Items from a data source
-*-

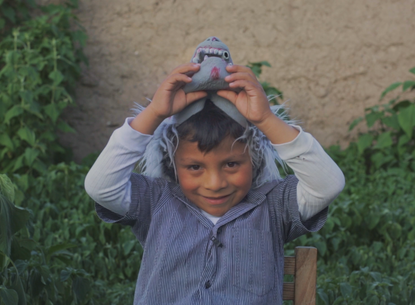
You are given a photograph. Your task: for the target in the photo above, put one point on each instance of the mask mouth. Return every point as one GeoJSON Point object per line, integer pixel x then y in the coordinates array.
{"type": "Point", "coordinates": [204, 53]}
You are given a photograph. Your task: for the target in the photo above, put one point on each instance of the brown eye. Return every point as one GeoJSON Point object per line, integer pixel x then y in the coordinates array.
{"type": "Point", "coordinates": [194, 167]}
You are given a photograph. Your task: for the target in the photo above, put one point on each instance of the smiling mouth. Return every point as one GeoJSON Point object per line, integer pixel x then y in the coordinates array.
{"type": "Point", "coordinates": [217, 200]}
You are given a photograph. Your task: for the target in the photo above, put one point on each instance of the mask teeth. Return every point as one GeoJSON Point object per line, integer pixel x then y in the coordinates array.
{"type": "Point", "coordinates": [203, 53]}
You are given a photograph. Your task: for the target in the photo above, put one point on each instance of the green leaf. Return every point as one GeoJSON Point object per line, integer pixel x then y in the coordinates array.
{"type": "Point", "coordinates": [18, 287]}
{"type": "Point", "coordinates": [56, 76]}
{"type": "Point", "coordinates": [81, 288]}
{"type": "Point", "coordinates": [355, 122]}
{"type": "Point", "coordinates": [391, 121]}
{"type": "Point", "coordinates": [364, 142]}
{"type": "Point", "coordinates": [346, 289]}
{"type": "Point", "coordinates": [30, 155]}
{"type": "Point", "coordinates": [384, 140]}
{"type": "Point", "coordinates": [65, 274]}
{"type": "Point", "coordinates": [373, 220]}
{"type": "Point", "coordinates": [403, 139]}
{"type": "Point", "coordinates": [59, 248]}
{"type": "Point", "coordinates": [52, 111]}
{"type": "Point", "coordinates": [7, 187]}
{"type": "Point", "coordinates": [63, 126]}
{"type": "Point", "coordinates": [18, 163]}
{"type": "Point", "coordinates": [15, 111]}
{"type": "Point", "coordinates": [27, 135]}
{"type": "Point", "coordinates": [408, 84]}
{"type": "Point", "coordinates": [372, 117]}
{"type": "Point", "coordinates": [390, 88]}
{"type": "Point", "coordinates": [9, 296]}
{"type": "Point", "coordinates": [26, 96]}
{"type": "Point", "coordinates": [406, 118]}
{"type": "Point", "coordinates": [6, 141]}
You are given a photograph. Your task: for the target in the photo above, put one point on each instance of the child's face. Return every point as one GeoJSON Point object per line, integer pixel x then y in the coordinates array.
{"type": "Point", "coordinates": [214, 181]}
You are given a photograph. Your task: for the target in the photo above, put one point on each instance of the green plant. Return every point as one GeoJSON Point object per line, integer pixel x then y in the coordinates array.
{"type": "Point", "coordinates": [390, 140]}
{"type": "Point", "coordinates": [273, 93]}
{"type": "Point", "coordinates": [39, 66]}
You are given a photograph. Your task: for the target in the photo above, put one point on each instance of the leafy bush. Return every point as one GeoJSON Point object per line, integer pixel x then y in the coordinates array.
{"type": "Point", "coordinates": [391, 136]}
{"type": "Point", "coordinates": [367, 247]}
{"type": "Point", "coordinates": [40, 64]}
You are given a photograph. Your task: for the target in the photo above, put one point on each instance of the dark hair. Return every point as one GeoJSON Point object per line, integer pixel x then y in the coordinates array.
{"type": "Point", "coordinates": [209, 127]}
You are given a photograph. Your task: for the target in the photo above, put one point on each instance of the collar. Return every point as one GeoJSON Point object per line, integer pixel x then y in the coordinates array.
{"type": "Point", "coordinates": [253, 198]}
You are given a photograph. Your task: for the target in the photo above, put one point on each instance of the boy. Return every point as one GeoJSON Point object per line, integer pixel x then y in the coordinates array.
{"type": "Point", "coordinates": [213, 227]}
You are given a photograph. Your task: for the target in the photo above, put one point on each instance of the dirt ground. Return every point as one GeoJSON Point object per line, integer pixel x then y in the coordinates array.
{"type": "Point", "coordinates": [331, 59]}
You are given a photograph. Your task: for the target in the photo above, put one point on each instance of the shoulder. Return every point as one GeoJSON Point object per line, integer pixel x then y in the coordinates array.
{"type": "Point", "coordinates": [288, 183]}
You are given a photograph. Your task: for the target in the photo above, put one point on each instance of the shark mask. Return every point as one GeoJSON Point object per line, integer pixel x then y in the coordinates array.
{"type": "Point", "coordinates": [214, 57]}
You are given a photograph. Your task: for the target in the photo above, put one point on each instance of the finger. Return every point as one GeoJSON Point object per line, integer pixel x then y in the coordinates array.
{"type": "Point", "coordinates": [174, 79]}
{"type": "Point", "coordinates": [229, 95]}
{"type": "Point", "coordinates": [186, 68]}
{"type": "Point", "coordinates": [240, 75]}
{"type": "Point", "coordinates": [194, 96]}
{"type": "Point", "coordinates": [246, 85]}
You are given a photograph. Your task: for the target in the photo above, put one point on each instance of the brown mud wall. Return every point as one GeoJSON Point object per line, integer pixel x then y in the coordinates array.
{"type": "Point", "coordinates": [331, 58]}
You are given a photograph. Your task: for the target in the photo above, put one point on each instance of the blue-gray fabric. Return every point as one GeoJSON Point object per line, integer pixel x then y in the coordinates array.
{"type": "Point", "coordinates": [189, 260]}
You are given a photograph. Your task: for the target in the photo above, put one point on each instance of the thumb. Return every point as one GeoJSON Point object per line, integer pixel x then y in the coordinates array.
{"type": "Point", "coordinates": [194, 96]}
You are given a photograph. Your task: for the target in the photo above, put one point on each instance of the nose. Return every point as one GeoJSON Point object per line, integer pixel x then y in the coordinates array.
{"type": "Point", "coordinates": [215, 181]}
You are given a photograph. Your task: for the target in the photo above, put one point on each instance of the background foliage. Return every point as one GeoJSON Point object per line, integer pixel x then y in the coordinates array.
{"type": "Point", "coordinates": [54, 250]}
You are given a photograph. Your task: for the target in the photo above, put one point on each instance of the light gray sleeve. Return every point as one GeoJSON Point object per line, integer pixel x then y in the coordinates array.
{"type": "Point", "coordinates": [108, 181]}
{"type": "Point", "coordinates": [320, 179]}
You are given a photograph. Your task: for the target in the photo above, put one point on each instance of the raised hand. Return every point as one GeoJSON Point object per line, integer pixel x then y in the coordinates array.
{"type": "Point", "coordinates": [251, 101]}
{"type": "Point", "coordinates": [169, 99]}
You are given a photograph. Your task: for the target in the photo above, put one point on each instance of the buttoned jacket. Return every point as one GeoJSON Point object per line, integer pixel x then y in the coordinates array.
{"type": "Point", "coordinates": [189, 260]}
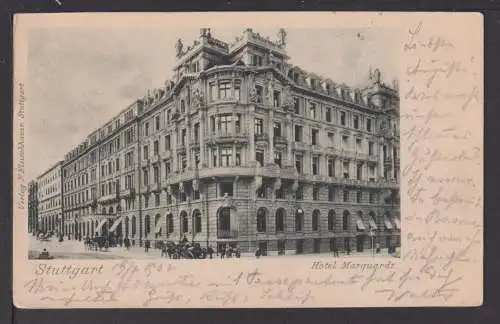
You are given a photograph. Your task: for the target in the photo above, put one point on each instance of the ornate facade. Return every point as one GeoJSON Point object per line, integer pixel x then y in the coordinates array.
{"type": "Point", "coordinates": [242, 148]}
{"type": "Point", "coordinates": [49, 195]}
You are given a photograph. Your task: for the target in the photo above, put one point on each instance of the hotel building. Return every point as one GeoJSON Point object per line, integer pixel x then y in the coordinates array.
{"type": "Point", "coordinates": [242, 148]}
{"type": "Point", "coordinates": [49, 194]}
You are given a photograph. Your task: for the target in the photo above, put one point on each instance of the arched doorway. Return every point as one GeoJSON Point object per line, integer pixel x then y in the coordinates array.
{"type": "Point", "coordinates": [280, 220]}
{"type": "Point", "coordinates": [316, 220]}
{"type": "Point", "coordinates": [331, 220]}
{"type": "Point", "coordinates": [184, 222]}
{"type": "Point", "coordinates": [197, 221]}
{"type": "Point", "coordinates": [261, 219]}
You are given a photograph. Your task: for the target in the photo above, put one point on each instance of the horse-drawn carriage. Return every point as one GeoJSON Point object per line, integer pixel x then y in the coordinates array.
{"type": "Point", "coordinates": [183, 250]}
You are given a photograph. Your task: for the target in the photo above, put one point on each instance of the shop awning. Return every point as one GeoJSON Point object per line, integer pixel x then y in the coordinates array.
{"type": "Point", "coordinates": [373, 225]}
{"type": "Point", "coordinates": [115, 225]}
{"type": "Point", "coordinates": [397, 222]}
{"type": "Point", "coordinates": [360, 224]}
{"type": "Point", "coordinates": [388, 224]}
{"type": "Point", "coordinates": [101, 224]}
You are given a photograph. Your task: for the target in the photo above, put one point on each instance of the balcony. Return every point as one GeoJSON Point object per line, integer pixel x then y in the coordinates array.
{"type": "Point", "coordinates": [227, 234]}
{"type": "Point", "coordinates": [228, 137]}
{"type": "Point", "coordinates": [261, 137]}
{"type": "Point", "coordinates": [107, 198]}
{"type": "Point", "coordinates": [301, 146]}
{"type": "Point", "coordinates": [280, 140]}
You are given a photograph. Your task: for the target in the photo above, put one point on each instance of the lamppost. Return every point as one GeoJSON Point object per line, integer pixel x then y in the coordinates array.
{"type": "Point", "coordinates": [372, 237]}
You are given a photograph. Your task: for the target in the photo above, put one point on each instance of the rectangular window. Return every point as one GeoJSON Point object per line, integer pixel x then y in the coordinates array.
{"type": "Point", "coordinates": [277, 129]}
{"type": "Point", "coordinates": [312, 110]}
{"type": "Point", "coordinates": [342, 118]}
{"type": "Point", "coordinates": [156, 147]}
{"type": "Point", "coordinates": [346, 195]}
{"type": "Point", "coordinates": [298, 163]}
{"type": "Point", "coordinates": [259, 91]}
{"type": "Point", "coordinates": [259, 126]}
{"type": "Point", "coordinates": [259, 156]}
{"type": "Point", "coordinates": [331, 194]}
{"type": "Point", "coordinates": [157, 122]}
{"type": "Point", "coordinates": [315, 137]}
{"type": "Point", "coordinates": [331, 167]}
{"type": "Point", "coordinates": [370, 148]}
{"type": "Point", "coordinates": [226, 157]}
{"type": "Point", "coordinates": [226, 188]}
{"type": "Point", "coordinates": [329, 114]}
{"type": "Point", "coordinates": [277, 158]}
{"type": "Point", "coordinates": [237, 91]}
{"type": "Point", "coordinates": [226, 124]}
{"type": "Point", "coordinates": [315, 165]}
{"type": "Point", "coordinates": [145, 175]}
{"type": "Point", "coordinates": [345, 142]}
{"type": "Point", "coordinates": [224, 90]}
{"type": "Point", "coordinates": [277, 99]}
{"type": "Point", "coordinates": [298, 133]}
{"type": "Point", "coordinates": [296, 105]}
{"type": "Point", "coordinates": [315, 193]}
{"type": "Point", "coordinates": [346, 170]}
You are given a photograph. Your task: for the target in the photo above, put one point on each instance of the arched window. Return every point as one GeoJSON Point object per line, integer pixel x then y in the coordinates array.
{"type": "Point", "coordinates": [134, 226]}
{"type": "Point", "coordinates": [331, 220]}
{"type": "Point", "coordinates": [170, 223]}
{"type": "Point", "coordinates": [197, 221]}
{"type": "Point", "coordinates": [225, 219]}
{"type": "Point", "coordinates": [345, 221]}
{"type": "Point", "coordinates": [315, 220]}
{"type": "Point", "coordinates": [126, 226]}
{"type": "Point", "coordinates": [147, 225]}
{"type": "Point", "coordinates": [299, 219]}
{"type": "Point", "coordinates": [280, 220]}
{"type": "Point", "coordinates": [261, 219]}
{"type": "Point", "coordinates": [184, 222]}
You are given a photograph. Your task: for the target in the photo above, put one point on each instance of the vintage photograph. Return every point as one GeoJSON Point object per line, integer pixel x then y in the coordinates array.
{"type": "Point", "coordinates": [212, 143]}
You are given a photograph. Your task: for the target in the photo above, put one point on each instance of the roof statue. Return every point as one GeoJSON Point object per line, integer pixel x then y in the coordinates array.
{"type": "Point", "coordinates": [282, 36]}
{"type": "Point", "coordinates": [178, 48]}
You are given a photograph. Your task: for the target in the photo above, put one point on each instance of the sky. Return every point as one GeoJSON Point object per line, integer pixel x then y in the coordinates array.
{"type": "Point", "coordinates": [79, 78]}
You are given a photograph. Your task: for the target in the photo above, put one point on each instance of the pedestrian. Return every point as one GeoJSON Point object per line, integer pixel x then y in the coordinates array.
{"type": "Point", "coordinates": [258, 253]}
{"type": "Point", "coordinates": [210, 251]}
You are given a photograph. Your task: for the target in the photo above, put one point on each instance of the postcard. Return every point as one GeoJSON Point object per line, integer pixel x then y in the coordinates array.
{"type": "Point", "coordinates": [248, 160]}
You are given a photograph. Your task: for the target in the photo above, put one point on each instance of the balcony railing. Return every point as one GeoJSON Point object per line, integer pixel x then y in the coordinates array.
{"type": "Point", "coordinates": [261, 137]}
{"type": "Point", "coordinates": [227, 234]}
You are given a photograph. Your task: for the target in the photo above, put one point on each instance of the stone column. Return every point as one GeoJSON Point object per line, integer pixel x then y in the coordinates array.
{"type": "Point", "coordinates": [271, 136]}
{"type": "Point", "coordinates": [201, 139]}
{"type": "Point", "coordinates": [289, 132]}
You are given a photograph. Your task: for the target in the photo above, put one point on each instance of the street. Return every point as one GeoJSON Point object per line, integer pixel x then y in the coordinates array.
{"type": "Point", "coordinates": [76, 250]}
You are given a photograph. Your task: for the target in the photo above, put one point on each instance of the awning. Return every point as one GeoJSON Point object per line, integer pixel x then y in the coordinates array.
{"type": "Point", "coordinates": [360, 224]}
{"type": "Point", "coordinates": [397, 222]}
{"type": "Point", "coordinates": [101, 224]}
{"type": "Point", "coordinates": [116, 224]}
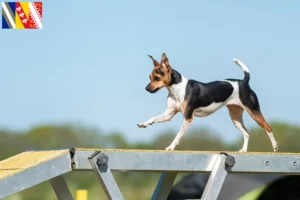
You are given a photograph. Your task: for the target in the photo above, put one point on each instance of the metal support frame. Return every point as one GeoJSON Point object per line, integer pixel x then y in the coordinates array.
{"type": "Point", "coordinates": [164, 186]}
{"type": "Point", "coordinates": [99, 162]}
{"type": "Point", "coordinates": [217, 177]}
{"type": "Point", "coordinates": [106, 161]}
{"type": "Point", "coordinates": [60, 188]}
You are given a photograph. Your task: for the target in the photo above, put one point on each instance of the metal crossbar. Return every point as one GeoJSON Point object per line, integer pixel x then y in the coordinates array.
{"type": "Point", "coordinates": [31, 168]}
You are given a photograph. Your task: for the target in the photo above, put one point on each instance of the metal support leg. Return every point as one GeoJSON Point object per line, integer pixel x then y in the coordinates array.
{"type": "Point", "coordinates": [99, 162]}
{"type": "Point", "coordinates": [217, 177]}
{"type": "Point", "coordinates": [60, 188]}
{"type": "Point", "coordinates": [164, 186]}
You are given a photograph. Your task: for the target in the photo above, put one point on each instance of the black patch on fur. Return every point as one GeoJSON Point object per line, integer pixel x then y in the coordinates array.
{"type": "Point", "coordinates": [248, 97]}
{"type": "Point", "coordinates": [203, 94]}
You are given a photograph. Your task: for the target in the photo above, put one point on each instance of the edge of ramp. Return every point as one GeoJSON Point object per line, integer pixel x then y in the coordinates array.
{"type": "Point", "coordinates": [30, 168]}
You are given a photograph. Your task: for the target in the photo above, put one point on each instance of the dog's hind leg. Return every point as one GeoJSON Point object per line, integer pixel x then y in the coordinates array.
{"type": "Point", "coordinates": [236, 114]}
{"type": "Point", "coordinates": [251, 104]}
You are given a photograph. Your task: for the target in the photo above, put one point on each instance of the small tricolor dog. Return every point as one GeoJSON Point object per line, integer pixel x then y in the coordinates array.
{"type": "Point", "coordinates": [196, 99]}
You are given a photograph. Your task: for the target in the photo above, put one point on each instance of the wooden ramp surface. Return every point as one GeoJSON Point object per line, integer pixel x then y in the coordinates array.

-*-

INSTRUCTIONS FOR THE TASK: Every line from the one containing "of the small" through the last line must be copied exactly; leave out the rest.

TASK OUTPUT:
You are given a photograph. Your task: for the target in the photo above, put one point on each instance of the small tricolor dog. Return every point as one GeoJSON Point object per line, integer pixel x then y in the coordinates array.
{"type": "Point", "coordinates": [196, 99]}
You are given a photograph. Your task: for the target in the photo above, put one point on each instance of the wooden ramp surface. Return every point as one GeoJSON Point object per line, integer pixel x then y in the coordinates array.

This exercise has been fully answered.